● **GIVEN REQUEST**:
Rewrite the lines from the one containing "Which region of the image contains the street" through the one containing "top-left (180, 0), bottom-right (225, 24)", inclusive, keeping the requests and offsetting every coordinate in the answers by 42.

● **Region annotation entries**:
>>>

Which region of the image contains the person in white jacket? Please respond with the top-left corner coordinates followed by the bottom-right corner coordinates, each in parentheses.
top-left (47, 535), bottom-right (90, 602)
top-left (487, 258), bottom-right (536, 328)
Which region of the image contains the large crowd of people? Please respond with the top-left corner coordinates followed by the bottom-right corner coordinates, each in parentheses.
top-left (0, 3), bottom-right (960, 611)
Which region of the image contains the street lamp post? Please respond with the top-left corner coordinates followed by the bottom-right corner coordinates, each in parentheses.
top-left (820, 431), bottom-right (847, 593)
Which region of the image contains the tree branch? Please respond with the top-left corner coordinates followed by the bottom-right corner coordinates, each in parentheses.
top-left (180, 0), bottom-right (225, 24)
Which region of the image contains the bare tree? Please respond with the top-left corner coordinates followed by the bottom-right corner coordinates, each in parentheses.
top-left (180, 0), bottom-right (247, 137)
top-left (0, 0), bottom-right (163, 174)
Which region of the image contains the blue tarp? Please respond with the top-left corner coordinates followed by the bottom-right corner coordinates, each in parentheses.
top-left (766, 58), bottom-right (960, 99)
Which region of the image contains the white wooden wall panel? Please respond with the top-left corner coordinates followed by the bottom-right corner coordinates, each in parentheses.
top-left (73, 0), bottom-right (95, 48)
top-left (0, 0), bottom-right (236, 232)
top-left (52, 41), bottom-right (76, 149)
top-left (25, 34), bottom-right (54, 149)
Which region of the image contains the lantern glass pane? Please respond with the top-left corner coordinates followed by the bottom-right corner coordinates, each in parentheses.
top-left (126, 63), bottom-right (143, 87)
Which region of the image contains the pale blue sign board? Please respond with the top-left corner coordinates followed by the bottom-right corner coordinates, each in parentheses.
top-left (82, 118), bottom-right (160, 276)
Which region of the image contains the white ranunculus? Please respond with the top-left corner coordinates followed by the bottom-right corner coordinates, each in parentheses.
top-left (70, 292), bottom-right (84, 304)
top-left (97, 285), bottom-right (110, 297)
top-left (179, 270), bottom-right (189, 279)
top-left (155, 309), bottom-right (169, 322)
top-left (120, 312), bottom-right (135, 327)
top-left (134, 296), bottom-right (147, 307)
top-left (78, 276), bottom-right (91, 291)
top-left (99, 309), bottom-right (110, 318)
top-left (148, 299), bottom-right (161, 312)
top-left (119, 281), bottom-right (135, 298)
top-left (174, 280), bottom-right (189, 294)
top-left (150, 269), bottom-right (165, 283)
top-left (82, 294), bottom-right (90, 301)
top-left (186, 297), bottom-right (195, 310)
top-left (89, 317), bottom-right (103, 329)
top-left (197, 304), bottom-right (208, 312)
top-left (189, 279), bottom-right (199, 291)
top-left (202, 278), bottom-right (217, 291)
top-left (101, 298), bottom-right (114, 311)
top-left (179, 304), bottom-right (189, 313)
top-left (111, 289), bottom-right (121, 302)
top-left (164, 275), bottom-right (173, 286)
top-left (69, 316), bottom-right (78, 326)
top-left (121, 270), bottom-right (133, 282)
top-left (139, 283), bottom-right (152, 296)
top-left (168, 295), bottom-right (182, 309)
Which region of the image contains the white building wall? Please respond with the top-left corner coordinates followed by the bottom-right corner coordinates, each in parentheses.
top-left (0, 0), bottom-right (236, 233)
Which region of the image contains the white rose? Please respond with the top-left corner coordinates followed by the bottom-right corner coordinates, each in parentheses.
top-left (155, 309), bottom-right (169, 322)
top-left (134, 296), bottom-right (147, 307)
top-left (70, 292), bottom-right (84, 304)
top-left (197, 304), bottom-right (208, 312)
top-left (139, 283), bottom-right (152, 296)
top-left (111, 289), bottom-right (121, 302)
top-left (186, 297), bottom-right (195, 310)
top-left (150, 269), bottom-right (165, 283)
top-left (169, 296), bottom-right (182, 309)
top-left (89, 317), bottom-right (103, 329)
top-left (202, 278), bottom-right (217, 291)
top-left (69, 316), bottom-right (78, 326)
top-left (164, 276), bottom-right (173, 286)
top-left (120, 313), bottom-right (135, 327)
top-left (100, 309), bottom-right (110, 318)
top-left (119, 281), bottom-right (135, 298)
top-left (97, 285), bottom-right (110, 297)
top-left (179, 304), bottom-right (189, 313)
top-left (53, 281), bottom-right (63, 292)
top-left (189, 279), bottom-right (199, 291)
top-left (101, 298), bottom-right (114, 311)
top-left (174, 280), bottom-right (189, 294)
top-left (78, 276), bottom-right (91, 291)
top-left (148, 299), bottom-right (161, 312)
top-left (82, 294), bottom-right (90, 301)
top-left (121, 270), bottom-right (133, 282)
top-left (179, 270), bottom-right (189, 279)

<<<

● **ANSWER IN FULL**:
Which region of the image contains the street lamp post? Please respond with the top-left corner coordinates followed by the bottom-right corner coordinates, each in parentheses.
top-left (862, 473), bottom-right (889, 635)
Which region of the image contains the tree branch? Please respond with the top-left corner coordinates followed by the bottom-right corner coordinates, each in parentheses.
top-left (222, 42), bottom-right (267, 66)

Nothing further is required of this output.